## Saved data entries
******************************

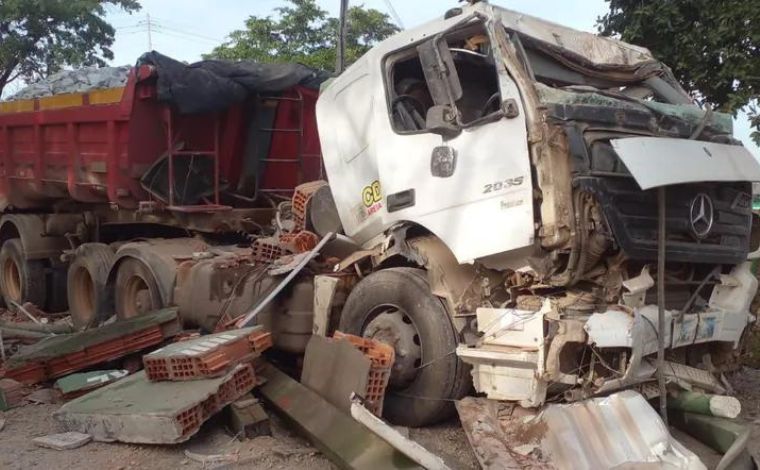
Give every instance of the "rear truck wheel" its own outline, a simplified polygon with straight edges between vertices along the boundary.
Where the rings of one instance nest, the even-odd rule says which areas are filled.
[[[392,268],[364,278],[346,300],[340,331],[394,347],[383,408],[394,424],[442,421],[454,411],[452,400],[470,387],[466,366],[455,353],[454,325],[420,269]]]
[[[98,326],[111,313],[113,305],[107,283],[113,259],[113,250],[102,243],[86,243],[77,248],[66,283],[74,327]]]
[[[46,288],[45,262],[26,259],[20,239],[6,240],[0,248],[0,294],[5,305],[30,302],[44,309]]]
[[[150,269],[135,258],[127,258],[119,264],[114,300],[116,316],[120,320],[144,315],[162,307],[158,282]]]

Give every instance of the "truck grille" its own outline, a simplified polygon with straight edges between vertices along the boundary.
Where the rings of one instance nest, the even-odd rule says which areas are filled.
[[[581,176],[578,187],[602,205],[615,241],[630,258],[657,259],[657,190],[642,191],[625,176]],[[668,261],[736,264],[747,259],[752,217],[750,183],[699,183],[668,186]],[[713,224],[702,237],[692,228],[692,203],[699,195],[712,202]],[[703,227],[704,228],[704,227]]]

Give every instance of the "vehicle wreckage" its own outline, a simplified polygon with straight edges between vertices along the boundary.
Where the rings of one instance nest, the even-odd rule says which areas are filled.
[[[92,96],[3,104],[7,301],[34,301],[28,274],[63,257],[80,326],[174,305],[207,331],[264,325],[296,355],[312,334],[380,340],[384,416],[407,426],[473,386],[528,408],[653,398],[658,364],[725,392],[755,321],[760,164],[646,49],[479,2],[375,46],[316,105],[314,75],[226,93],[234,74],[204,67],[154,53],[98,96],[130,132],[103,156],[132,159],[120,175],[74,163],[92,139],[77,116],[110,119]],[[195,100],[214,73],[219,93]],[[71,139],[63,174],[53,140],[24,160],[30,129],[53,132],[35,113]],[[146,123],[161,132],[133,147]]]

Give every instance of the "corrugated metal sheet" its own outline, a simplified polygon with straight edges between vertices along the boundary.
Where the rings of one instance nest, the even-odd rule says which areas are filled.
[[[541,448],[559,469],[706,469],[671,435],[639,393],[627,390],[570,405],[550,405],[537,418]]]

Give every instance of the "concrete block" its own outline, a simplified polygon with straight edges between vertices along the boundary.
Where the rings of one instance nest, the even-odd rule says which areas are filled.
[[[151,382],[141,371],[70,401],[53,417],[66,430],[96,441],[175,444],[255,385],[250,364],[222,377],[185,382]]]
[[[312,336],[306,346],[301,383],[346,414],[351,393],[364,395],[372,363],[347,341]]]
[[[227,424],[235,436],[244,439],[272,434],[269,416],[253,397],[242,398],[227,407]]]
[[[178,341],[143,356],[145,372],[154,382],[224,375],[235,365],[260,355],[254,343],[263,333],[261,326],[255,326]]]
[[[32,439],[36,445],[47,447],[55,450],[70,450],[82,447],[92,440],[89,434],[81,432],[64,432],[61,434],[51,434],[49,436],[35,437]]]

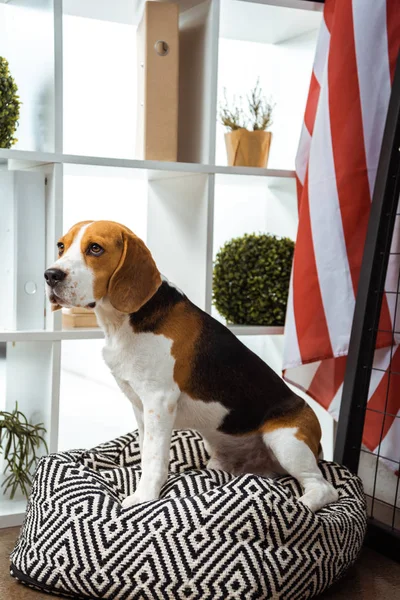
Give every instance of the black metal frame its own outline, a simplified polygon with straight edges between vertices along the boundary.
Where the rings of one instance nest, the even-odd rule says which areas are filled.
[[[359,466],[386,271],[394,224],[396,216],[399,216],[397,212],[399,195],[400,55],[397,60],[371,205],[334,454],[337,462],[345,464],[354,473],[357,473]],[[398,287],[396,308],[399,297]],[[385,526],[377,519],[369,519],[367,543],[383,554],[400,561],[400,533],[394,527]]]

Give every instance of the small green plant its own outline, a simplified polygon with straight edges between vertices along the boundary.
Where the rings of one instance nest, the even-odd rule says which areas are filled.
[[[257,79],[255,87],[247,96],[248,112],[243,109],[243,98],[235,96],[229,102],[226,89],[224,89],[224,102],[220,105],[219,117],[222,125],[228,131],[236,129],[252,129],[253,131],[266,131],[272,125],[274,105],[262,95],[260,80]]]
[[[21,105],[17,92],[8,62],[0,56],[0,148],[11,148],[18,141],[14,137]]]
[[[228,323],[283,325],[294,242],[246,234],[227,242],[214,265],[213,302]]]
[[[0,452],[4,454],[4,491],[13,499],[18,488],[27,497],[32,485],[31,475],[39,459],[37,451],[43,444],[48,452],[43,423],[31,425],[15,404],[13,412],[0,411]]]

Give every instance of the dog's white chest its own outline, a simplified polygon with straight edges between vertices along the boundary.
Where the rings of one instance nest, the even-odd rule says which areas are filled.
[[[173,385],[172,341],[163,335],[133,333],[129,323],[106,337],[103,358],[114,377],[129,382],[136,393],[143,387]]]

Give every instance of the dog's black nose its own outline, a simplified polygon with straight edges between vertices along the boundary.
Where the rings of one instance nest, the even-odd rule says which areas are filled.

******************************

## EXERCISE INSTRUCTIONS
Copy all the records above exactly, but leave out the pictures.

## TASK ANSWER
Give every instance of the "rear truck wheel" its own outline, a simplified polygon with straight edges between vertices along the boundary.
Where the rings of one instance nest, the even-odd rule says which areas are filled.
[[[392,268],[364,278],[346,300],[340,331],[394,347],[383,408],[394,424],[442,421],[454,411],[452,400],[470,387],[466,366],[455,353],[454,325],[420,269]]]
[[[98,326],[111,313],[113,305],[107,283],[113,259],[113,250],[102,243],[86,243],[77,248],[66,283],[74,327]]]
[[[46,288],[45,262],[26,259],[20,239],[6,240],[0,248],[0,294],[5,305],[30,302],[44,309]]]
[[[150,269],[135,258],[127,258],[119,264],[114,300],[116,316],[120,320],[144,315],[162,307],[158,282]]]

Give every instance of the "truck grille" its own outline, a simplified polygon with straight edges between vertices along the boundary.
Where the rings of one instance nest, the even-odd rule says which areas are filled.
[[[581,176],[578,187],[602,205],[615,241],[630,258],[657,259],[657,190],[642,191],[625,176]],[[668,261],[736,264],[747,259],[752,217],[750,183],[699,183],[668,186]],[[713,224],[702,237],[692,228],[692,203],[699,195],[712,202]],[[703,227],[704,228],[704,227]]]

Give every instance of the "vehicle wreckage" its own outline, a simplified polygon with straight edges between vertices along the boundary.
Where the rings of one instance nest, the even-odd rule says which areas are filled.
[[[92,96],[3,104],[7,301],[34,301],[28,274],[63,257],[80,326],[174,305],[207,331],[264,325],[296,355],[312,334],[380,340],[384,416],[407,426],[473,386],[528,408],[653,398],[658,364],[725,392],[755,321],[760,164],[646,49],[479,2],[375,46],[316,105],[314,75],[226,93],[234,74],[204,67],[154,53],[98,96],[130,132],[103,156],[132,159],[120,175],[74,163],[92,139],[77,116],[110,119]],[[195,100],[214,73],[219,93]],[[71,139],[63,174],[53,140],[24,160],[30,129],[53,132],[35,113]],[[146,123],[161,132],[133,147]]]

Give every instance of the "corrugated metal sheet" its own outline, a simplified polygon with straight edges between vertices along the boundary.
Where the rings of one instance nest, the even-odd rule says which areas are filled.
[[[541,448],[559,469],[706,469],[671,435],[639,393],[627,390],[570,405],[550,405],[537,418]]]

Give every instance of the "concrete block" its own outline, a simplified polygon with straight edges between vertices along the boundary.
Where the rings of one instance nest, the even-odd rule says which areas are filled.
[[[151,382],[141,371],[70,401],[53,417],[66,430],[96,441],[175,444],[255,385],[250,364],[222,377],[185,382]]]
[[[312,336],[306,346],[301,383],[346,414],[351,393],[364,395],[372,363],[347,341]]]
[[[227,424],[235,436],[244,439],[272,434],[269,416],[253,397],[242,398],[227,407]]]
[[[178,341],[143,356],[145,372],[154,382],[224,375],[235,365],[260,355],[254,343],[263,333],[261,326],[255,326]]]
[[[32,439],[36,445],[47,447],[55,450],[70,450],[82,447],[92,440],[89,434],[81,432],[64,432],[61,434],[51,434],[49,436],[35,437]]]

Give every instance of the black metal frame its own outline, a simplified polygon with straight edges between vertices along the boundary.
Where the rings of one instance nest, the even-odd rule says which areas are filled.
[[[359,466],[386,271],[394,224],[396,216],[399,216],[397,212],[399,195],[400,55],[397,60],[371,205],[334,454],[337,462],[345,464],[354,473],[357,473]],[[398,287],[396,308],[399,297]],[[385,526],[377,519],[369,519],[367,543],[383,554],[400,561],[400,533],[394,527]]]

Give every instance of the small green plant its own outline, a simplified polygon with straight edges between vertices along the boundary.
Where the rings of one instance nest, the even-odd rule says which areas are filled.
[[[257,79],[255,87],[247,96],[248,112],[243,109],[243,98],[235,96],[229,102],[226,89],[224,89],[224,102],[220,105],[219,117],[222,125],[228,131],[236,129],[252,129],[253,131],[266,131],[272,125],[274,105],[262,95],[260,80]]]
[[[21,105],[17,92],[8,62],[0,56],[0,148],[11,148],[18,141],[14,137]]]
[[[228,323],[283,325],[294,242],[246,234],[227,242],[214,265],[213,302]]]
[[[0,452],[4,454],[4,491],[13,499],[18,488],[27,497],[32,485],[31,475],[39,459],[37,451],[43,444],[48,452],[43,423],[31,425],[15,404],[13,412],[0,411]]]

Give every instance of the dog's white chest its own outline, a simplified polygon with straight edges between vertices along the boundary.
Where the rings of one instance nest, the even-odd rule says which areas are filled.
[[[173,385],[172,341],[163,335],[133,333],[129,323],[106,337],[103,358],[114,377],[129,382],[136,393],[143,387]]]

Give every instance of the dog's black nose its own outline, a simplified polygon with straight edges between vertices along the boundary.
Where the rings of one instance nest, the even-odd rule says which areas are filled.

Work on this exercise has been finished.